*What is being asked*: Reproduce the whole listing below word for word, keeping every line and number as it stands.
────────
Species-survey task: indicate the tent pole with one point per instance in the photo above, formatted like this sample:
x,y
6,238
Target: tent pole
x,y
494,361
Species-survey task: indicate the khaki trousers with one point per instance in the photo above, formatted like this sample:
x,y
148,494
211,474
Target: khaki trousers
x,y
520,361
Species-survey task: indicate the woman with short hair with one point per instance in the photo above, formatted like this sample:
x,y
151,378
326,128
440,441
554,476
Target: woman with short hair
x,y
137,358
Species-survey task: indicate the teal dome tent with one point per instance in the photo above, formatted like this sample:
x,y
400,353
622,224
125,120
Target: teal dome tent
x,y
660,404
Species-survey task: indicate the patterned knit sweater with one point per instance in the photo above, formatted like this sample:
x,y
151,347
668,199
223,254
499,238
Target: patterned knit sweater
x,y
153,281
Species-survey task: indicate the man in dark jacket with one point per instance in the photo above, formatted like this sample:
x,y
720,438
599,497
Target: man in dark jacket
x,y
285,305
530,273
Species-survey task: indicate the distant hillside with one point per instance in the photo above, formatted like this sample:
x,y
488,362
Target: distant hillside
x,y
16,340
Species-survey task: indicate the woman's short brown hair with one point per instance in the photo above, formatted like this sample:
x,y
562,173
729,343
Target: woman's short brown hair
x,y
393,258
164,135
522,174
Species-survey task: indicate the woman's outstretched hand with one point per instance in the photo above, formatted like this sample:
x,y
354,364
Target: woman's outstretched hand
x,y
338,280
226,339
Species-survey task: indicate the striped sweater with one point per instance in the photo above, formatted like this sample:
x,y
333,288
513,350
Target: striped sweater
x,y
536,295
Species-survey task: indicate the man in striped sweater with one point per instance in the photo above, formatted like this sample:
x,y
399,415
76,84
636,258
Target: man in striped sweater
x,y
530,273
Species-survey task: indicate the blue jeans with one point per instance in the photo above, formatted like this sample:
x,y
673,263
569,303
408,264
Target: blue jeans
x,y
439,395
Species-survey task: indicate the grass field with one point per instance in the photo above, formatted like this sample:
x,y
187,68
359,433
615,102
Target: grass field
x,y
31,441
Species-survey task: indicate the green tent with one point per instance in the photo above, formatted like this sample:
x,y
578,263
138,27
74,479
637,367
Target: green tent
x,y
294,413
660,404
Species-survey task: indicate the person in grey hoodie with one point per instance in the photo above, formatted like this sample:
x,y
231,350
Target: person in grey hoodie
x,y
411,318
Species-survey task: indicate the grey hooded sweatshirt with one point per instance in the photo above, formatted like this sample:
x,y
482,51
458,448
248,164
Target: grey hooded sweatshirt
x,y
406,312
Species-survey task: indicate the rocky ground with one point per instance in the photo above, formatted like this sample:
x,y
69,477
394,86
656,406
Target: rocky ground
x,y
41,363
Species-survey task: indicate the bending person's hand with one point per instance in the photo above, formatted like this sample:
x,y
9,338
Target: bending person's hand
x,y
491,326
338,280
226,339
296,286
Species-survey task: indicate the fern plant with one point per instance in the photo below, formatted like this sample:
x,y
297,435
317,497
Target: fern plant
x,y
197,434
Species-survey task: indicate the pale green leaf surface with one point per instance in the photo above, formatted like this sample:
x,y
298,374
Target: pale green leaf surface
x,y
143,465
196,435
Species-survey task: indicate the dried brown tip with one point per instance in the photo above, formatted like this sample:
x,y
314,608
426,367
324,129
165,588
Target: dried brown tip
────────
*Response to this task*:
Species-survey task: indicate the tent pole with one point per instance in the photo above, formatted like this sample:
x,y
6,238
Target: tent pole
x,y
494,361
Species-survey task: indicate the khaki trousers with one point per instance in the photo above, formatted like this sample:
x,y
148,494
211,474
Target: khaki trousers
x,y
520,361
Species-survey task: indicate the woman with short hair with one point per instance in the photo above, formatted like this sample:
x,y
151,378
326,128
440,441
554,476
Target: woman with short hair
x,y
137,358
Species-survey task: indicate the teal dome tent with one point per instance in the photo above, formatted like this sample:
x,y
400,353
622,224
125,120
Target: teal dome tent
x,y
660,404
Species-survey task: indicate the patterned knit sweater with one point per instance in the photo above, formatted like this sample:
x,y
151,347
668,199
223,254
499,238
Target: patterned knit sweater
x,y
153,281
Species-survey task: indicate the man in dark jacket with one point per instance in the photo above, formatted like this sample:
x,y
720,438
599,497
Target: man in dark jacket
x,y
285,305
530,273
Species-survey task: indicate the distant hillside with one point per instance in the photo above, formatted like this sample:
x,y
488,362
Target: distant hillside
x,y
16,340
Species-survey task: indicate the woman's short brown hair with one point per instance in the photo above, formatted like this sample:
x,y
562,173
729,343
Target: woman's short brown hair
x,y
393,258
164,135
522,174
Species-survey task: indicate the woman's outstretched hand with one point per instance in the photo above, formatted like this sample:
x,y
354,364
Target: woman's outstretched hand
x,y
338,280
226,339
Species-survey task: indicate the striped sweater with one point per instance in the photo above, formatted like this sample:
x,y
333,288
513,350
Target: striped sweater
x,y
536,295
Species-survey task: indicate the man in striped sweater with one point per instance in the photo above, formatted like this sample:
x,y
399,415
76,84
636,258
Target: man in striped sweater
x,y
530,273
Species-survey task: indicate the blue jeans with one point per instance in the photo above, formatted like this sample:
x,y
673,263
569,303
408,264
Target: blue jeans
x,y
439,395
Species-survey task: indicate the grass field with one point per instance in the photo above, formatted like this sample:
x,y
187,68
359,433
615,102
Target: grass field
x,y
31,441
Species-survey task: indicate the green tent with one point per instance in the photo above, formatted like this sample:
x,y
578,263
138,27
74,479
637,367
Target: green tent
x,y
294,413
660,404
Species-survey task: indicate the person in grey hoodie with one point per instance in the photo above, formatted like this sample:
x,y
231,350
Target: person in grey hoodie
x,y
411,318
Species-survey task: indicate the grey hooded sweatshirt with one point per instance in the photo above, formatted like this sample:
x,y
482,51
458,448
248,164
Target: grey hooded sweatshirt
x,y
406,312
Species-survey task: indicate the rocky ground with one point per instance in the photo above, formatted like this sample:
x,y
69,477
394,86
656,406
Target: rocky ground
x,y
41,363
Species-survey task: indicate the bending person's hand with one point per instance in the photo above, formatted like this sample:
x,y
9,338
Target: bending person's hand
x,y
491,326
338,280
226,339
296,286
Species-survey task: indicate the fern plant with one point per instance in the photo below, formatted like this sample:
x,y
297,435
317,497
Target: fern plant
x,y
197,434
Species-survey task: indicate the pale green leaf surface with one point per instance in the photo above, formatted like this sample:
x,y
298,374
Target: pale green leaf surface
x,y
143,465
196,435
Species-survey task: indicate the dried brown tip with one point per instance in the photo above, formatted like this sample:
x,y
314,608
426,367
324,129
165,588
Target: dried brown tip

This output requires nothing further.